Records drawn from a dataset:
● ● ●

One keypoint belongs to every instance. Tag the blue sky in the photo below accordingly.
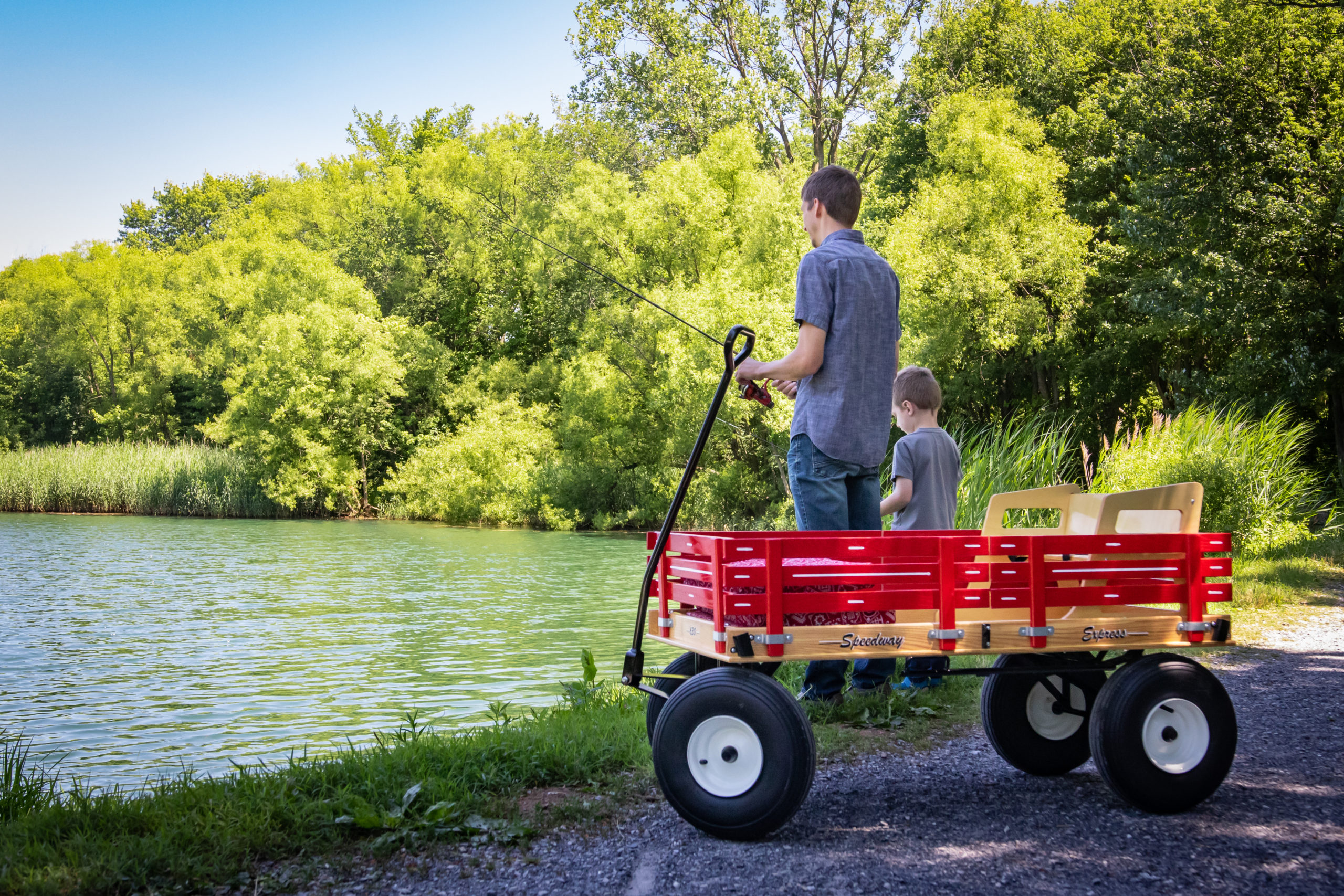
(101, 102)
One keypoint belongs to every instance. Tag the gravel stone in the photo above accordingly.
(959, 820)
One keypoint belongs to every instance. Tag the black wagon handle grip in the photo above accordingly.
(634, 668)
(730, 340)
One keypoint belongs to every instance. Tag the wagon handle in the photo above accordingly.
(634, 669)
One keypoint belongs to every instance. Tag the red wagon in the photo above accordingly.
(1070, 617)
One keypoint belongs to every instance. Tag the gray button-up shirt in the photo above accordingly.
(850, 292)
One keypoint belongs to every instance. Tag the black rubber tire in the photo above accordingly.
(683, 666)
(1006, 704)
(686, 666)
(1117, 733)
(788, 753)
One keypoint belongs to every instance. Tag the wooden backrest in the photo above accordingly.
(1167, 508)
(1054, 498)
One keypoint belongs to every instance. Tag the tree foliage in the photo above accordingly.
(1098, 208)
(799, 71)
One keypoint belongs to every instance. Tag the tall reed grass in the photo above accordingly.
(1257, 484)
(1023, 453)
(132, 477)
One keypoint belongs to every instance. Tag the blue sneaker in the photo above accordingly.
(906, 684)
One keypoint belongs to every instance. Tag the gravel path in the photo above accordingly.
(959, 820)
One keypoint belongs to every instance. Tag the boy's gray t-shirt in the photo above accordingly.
(932, 461)
(850, 292)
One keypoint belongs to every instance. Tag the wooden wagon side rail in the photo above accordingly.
(945, 573)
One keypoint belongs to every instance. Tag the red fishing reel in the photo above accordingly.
(754, 393)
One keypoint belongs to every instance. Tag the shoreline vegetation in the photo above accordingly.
(416, 786)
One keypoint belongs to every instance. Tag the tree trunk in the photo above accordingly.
(1336, 400)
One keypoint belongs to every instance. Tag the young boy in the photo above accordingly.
(925, 469)
(841, 375)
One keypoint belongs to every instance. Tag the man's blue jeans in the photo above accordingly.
(835, 495)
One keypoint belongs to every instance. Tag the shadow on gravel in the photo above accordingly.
(959, 820)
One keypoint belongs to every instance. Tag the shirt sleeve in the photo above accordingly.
(896, 282)
(815, 303)
(901, 461)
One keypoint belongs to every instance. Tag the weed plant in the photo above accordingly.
(132, 477)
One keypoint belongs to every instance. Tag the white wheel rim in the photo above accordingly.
(725, 755)
(1041, 710)
(1177, 735)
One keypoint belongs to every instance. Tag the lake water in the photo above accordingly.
(139, 645)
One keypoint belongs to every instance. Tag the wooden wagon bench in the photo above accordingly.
(1069, 609)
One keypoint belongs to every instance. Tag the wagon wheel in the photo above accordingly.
(685, 667)
(1163, 733)
(1038, 723)
(734, 753)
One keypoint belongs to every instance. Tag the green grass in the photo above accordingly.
(132, 477)
(413, 787)
(1278, 589)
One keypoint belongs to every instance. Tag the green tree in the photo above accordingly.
(313, 404)
(183, 218)
(992, 269)
(685, 71)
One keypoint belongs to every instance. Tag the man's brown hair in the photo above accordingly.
(917, 385)
(838, 190)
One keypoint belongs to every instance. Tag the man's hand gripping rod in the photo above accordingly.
(634, 669)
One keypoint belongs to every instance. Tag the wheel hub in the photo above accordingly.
(1177, 735)
(725, 755)
(1047, 716)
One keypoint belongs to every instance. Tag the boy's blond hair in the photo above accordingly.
(917, 385)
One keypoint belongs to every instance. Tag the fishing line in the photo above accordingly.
(613, 281)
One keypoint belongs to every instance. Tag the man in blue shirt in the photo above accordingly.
(842, 376)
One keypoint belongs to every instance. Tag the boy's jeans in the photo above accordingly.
(835, 495)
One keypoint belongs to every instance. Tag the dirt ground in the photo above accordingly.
(959, 820)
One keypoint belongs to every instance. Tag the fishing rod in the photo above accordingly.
(749, 392)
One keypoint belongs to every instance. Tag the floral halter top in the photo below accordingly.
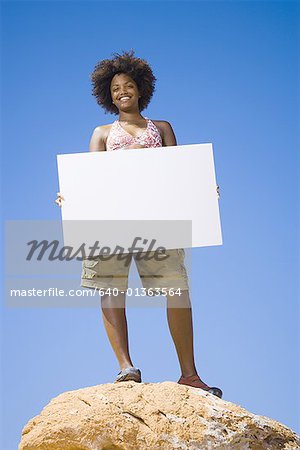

● ● ●

● What the exercise asks
Set down every entry above again exactly, dropping each picture.

● Output of the task
One keypoint belongs to every instance. Tag the blue sky in the photo below accordingly.
(101, 102)
One keypoint belongs to every instance. Tag the gravel stone in the photo above accordingly.
(959, 820)
One keypoint belongs to every instance. Tag the black wagon handle grip in the photo above accordingly.
(634, 668)
(730, 340)
One keypoint belongs to every instance. Tag the wagon handle in the photo above accordingly.
(634, 669)
One keypoint belongs to every instance. Tag the red wagon in the photo above accordingly.
(1070, 617)
One keypoint belongs to every instance. Tag the gray button-up shirt in the photo above accordingly.
(850, 292)
One keypoint belongs to every instance. Tag the black rubber tire in the photo above accordingly.
(683, 666)
(1006, 704)
(686, 666)
(1117, 733)
(788, 753)
One keypoint belongs to every instance. Tag the wooden backrest in the photo above accordingly.
(1167, 508)
(1054, 498)
One keypoint belongs to every instance. Tag the tree foliage in the photo above accordingly.
(1098, 208)
(799, 71)
One keypoint belongs to every instance. Tag the tall reed grass in the photo above accordingly.
(1257, 484)
(1023, 453)
(132, 477)
One keypoint belongs to every instance. Tag the blue sneaker in the photo above accordingly.
(906, 684)
One keypoint belongs to every instance. Tag the gravel path in the photo above accordingly.
(959, 820)
One keypoint belongs to every instance. Tag the boy's gray t-shirt in the photo above accordingly.
(932, 461)
(850, 292)
One keypoint belongs to every instance. Tag the wooden wagon side rail in the photo above accordingly.
(945, 573)
One keypoint belongs to every instance. Tag the red fishing reel in the photo above accordingly.
(754, 393)
One keypoint belongs to every instance. Tag the shoreline vegetation in the photo above accordingly.
(416, 786)
One keypoint belongs to every instance. Tag the tree trunk in the photo above accordingly.
(1336, 400)
One keypoint belongs to every instance. Tag the young boy in the photo above accordingly.
(925, 469)
(841, 375)
One keypoint belongs to every instance. Tag the man's blue jeans in the photo above accordingly.
(835, 495)
One keypoint belongs to every instance. Tag the shadow on gravel in the photo above accordingly.
(959, 820)
One keypoint belongs to every instance. Tag the shirt sleeve in the photo above accordingly.
(896, 282)
(815, 303)
(901, 461)
One keypoint belongs to every instance. Tag the weed plant in the photo above accordingly.
(132, 477)
One keypoint belongs to every instance. Tag the white wheel rim in the photo above accordingly.
(725, 755)
(1041, 710)
(1177, 735)
One keypoint belongs to every instance. Tag the lake water in the photo above accordingly.
(139, 645)
One keypoint belongs to every instance. Tag the wooden wagon bench in the photo above accordingly.
(1069, 609)
One keypoint belongs to every instance. Tag the wagon wheel in the photo above accordingly.
(685, 667)
(1163, 733)
(1038, 723)
(734, 753)
One keypoint belongs to every instance. Tag the green grass in the photo above accordingly.
(132, 477)
(413, 787)
(1278, 589)
One keypoint belongs to every instance. Tag the green tree in the photo above accordingly.
(313, 404)
(183, 218)
(992, 269)
(685, 71)
One keypoint belongs to every instance. Tag the man's brown hair in the photo above accordingly.
(917, 385)
(838, 190)
One keypoint belongs to every instance. Tag the man's hand gripping rod in the photo above accordingly.
(634, 669)
One keypoint belongs to every instance. Tag the wheel hub in the photo above accordingly.
(1177, 735)
(725, 755)
(1047, 716)
One keypoint belongs to every instance. Tag the boy's blond hair in the photo above accordingly.
(917, 385)
One keypoint belongs to every instance. Tag the fishing line in the photo above accordingly.
(613, 281)
One keypoint belongs to every instance. Tag the man in blue shirt in the photo above accordingly.
(842, 376)
One keypoint belongs to every instance. Tag the boy's jeans in the photo above accordingly.
(835, 495)
One keypoint belongs to every instance. Tag the dirt ground in the photo above accordingly.
(959, 820)
One keypoint belongs to every instance. Tag the fishing rod in the photo above accordingly.
(749, 392)
One keypoint belongs to every instance. Tag the floral halter top in the photo below accordingly.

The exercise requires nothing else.